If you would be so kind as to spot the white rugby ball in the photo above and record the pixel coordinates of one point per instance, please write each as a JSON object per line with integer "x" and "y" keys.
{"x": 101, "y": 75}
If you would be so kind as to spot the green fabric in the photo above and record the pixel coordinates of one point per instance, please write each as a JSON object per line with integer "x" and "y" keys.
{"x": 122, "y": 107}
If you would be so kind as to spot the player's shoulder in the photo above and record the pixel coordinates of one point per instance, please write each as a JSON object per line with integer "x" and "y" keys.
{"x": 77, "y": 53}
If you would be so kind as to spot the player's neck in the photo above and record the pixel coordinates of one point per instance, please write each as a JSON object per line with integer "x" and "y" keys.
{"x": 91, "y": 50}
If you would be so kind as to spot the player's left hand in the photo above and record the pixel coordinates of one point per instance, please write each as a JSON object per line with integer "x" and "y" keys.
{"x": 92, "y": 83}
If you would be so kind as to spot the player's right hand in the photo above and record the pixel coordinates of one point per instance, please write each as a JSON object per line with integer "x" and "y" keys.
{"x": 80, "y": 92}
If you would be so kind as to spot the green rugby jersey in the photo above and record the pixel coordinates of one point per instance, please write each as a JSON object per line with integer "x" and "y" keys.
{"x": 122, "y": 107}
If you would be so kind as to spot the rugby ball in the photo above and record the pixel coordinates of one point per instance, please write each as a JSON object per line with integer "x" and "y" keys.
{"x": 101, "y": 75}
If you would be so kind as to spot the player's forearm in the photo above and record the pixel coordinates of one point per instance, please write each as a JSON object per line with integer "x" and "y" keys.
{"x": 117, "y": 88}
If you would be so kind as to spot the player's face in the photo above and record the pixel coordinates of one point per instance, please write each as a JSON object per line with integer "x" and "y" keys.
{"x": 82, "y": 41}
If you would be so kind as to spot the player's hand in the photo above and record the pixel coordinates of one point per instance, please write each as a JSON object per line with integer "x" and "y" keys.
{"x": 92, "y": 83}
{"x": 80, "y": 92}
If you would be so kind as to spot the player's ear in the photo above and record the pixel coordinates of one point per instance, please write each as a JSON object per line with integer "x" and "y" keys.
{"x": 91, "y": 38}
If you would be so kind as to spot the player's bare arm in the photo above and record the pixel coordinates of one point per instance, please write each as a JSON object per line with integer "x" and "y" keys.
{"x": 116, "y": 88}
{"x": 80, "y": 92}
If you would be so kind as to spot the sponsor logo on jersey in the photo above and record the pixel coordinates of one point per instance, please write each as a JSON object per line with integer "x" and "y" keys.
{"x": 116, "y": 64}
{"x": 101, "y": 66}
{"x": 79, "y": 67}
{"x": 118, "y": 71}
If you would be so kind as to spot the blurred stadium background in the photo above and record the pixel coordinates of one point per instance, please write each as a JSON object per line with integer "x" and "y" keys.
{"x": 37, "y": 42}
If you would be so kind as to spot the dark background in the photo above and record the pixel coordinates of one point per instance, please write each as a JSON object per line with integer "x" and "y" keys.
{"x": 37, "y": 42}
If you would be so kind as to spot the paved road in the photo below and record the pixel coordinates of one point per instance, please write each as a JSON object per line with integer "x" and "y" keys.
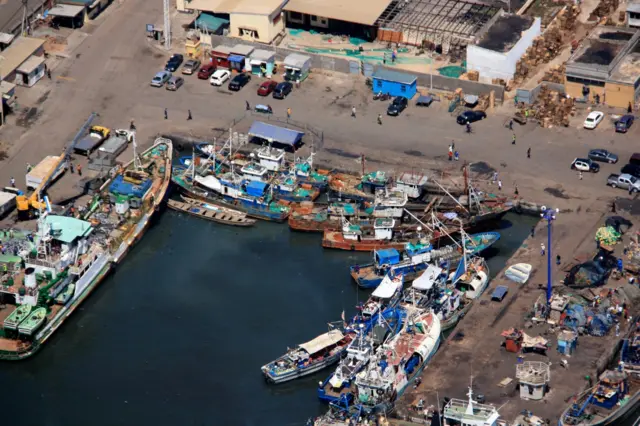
{"x": 109, "y": 73}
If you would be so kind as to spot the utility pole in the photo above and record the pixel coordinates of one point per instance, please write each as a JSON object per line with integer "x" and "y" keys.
{"x": 167, "y": 24}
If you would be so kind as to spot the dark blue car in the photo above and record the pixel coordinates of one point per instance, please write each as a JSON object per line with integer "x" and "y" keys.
{"x": 624, "y": 123}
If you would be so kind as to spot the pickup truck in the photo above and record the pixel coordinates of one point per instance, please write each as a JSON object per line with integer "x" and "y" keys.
{"x": 623, "y": 181}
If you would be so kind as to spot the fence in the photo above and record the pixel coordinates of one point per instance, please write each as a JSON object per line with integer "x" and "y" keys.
{"x": 346, "y": 66}
{"x": 529, "y": 96}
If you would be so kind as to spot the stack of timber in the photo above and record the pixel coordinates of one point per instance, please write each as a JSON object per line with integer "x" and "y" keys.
{"x": 552, "y": 108}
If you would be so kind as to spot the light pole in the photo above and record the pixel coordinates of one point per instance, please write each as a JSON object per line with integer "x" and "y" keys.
{"x": 549, "y": 215}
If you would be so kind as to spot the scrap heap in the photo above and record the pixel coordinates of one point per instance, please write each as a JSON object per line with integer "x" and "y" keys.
{"x": 552, "y": 108}
{"x": 549, "y": 45}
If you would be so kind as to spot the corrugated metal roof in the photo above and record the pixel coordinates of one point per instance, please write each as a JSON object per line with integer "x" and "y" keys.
{"x": 18, "y": 52}
{"x": 364, "y": 12}
{"x": 394, "y": 76}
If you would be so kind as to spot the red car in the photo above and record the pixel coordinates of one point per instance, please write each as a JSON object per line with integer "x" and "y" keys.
{"x": 206, "y": 71}
{"x": 267, "y": 87}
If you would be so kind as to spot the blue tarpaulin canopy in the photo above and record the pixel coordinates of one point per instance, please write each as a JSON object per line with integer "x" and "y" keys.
{"x": 210, "y": 23}
{"x": 256, "y": 188}
{"x": 275, "y": 133}
{"x": 387, "y": 256}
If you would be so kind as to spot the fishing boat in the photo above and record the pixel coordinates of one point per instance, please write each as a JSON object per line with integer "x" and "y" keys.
{"x": 519, "y": 272}
{"x": 230, "y": 193}
{"x": 309, "y": 357}
{"x": 17, "y": 316}
{"x": 211, "y": 212}
{"x": 309, "y": 217}
{"x": 337, "y": 386}
{"x": 386, "y": 295}
{"x": 397, "y": 363}
{"x": 415, "y": 258}
{"x": 33, "y": 321}
{"x": 87, "y": 247}
{"x": 612, "y": 400}
{"x": 306, "y": 174}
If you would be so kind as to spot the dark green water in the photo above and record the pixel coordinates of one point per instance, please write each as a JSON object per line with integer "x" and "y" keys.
{"x": 178, "y": 334}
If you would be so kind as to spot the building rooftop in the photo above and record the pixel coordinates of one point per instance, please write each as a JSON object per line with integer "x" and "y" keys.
{"x": 365, "y": 12}
{"x": 505, "y": 32}
{"x": 18, "y": 52}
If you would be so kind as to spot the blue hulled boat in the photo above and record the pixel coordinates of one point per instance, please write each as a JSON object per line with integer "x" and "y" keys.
{"x": 416, "y": 258}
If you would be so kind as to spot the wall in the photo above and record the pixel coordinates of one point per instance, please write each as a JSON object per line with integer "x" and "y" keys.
{"x": 491, "y": 64}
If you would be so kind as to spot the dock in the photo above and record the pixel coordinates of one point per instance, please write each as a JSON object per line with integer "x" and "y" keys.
{"x": 474, "y": 350}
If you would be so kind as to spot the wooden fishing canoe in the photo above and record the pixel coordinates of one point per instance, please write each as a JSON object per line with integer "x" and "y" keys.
{"x": 211, "y": 212}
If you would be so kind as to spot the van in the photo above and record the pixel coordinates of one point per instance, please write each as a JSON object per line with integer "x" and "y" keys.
{"x": 635, "y": 159}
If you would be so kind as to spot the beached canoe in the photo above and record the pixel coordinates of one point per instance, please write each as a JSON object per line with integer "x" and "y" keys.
{"x": 211, "y": 212}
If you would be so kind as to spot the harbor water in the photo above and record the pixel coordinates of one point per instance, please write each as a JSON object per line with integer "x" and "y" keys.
{"x": 177, "y": 335}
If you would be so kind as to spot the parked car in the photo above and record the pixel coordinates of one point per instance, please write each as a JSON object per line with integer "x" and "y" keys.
{"x": 267, "y": 87}
{"x": 593, "y": 119}
{"x": 603, "y": 155}
{"x": 174, "y": 83}
{"x": 625, "y": 122}
{"x": 631, "y": 169}
{"x": 160, "y": 78}
{"x": 623, "y": 181}
{"x": 206, "y": 70}
{"x": 239, "y": 81}
{"x": 190, "y": 66}
{"x": 219, "y": 77}
{"x": 397, "y": 106}
{"x": 585, "y": 165}
{"x": 173, "y": 63}
{"x": 282, "y": 90}
{"x": 470, "y": 117}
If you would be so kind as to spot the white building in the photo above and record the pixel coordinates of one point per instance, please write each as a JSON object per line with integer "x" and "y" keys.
{"x": 501, "y": 44}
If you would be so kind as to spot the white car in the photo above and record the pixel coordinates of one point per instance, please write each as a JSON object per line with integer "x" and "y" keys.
{"x": 219, "y": 77}
{"x": 593, "y": 119}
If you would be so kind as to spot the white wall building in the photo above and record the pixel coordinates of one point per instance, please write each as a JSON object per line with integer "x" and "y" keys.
{"x": 504, "y": 41}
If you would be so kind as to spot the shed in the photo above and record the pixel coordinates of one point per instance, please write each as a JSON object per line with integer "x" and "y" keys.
{"x": 296, "y": 67}
{"x": 394, "y": 83}
{"x": 220, "y": 55}
{"x": 262, "y": 62}
{"x": 30, "y": 71}
{"x": 567, "y": 342}
{"x": 275, "y": 134}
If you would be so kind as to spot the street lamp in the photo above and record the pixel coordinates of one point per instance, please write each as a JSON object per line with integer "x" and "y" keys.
{"x": 549, "y": 215}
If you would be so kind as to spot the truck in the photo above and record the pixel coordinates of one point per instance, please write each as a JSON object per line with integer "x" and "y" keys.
{"x": 42, "y": 170}
{"x": 86, "y": 145}
{"x": 623, "y": 181}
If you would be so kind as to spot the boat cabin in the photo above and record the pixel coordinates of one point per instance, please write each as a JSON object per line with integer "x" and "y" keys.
{"x": 273, "y": 159}
{"x": 255, "y": 171}
{"x": 411, "y": 184}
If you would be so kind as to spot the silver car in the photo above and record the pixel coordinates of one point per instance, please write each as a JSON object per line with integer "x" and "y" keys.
{"x": 174, "y": 83}
{"x": 160, "y": 78}
{"x": 190, "y": 66}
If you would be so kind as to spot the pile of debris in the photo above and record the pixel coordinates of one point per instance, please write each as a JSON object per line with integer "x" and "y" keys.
{"x": 552, "y": 108}
{"x": 554, "y": 74}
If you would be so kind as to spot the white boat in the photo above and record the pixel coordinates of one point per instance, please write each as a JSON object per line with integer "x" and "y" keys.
{"x": 398, "y": 362}
{"x": 519, "y": 272}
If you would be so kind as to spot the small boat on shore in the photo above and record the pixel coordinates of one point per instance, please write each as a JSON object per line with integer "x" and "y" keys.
{"x": 211, "y": 212}
{"x": 309, "y": 357}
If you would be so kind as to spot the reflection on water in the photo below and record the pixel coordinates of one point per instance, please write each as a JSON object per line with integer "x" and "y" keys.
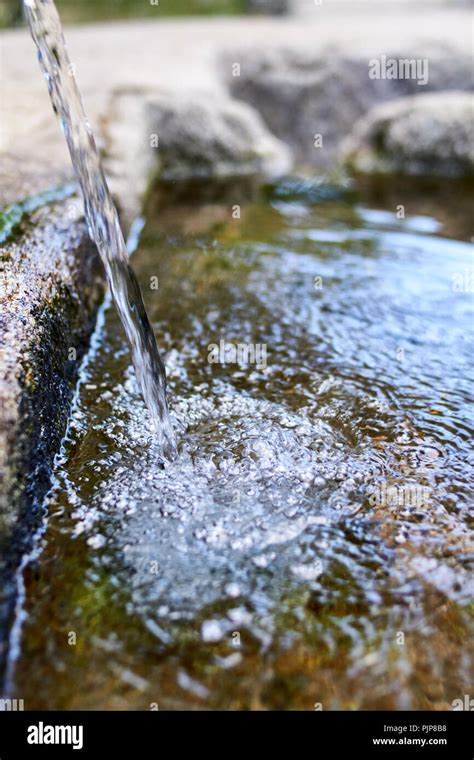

____________

» **Your instructions**:
Would you retype the lines from the line containing "If you would be so kind as to spot the boat" to the final line of the entries above, exactly as given and without pictures?

» **Response below**:
If you would be so kind as to spot the boat cabin in the photo above and record the pixel coordinates of one point per instance, please write each as a JSON object per line with integer "x" and "y" keys.
{"x": 273, "y": 159}
{"x": 255, "y": 171}
{"x": 411, "y": 184}
If you would be so kind as to spot the silver car in the photo above and record the pixel coordinates of one point per instance, please write each as a JSON object per line with integer "x" and "y" keys.
{"x": 174, "y": 83}
{"x": 160, "y": 78}
{"x": 190, "y": 66}
If you would be so kind as to spot the pile of debris in the photo above and record the pixel coordinates of one point per instance, please write each as a JSON object per line with integer "x" and "y" keys.
{"x": 552, "y": 108}
{"x": 554, "y": 74}
If you would be so kind as to spot the white boat in the photo above and record the pixel coordinates of one point per instance, please write each as a JSON object per line with integer "x" and "y" keys.
{"x": 398, "y": 362}
{"x": 519, "y": 272}
If you would be so kind as to spot the small boat on shore in the photo above and record the pixel coordinates of one point per instance, please write each as a JSON object per line with integer "x" and "y" keys.
{"x": 211, "y": 212}
{"x": 309, "y": 357}
If you would be so kind as to spot the reflection on water in the photo below and record the pixel coordinates of one point per instance, please write each as a JSON object per line with integer "x" and "y" keys.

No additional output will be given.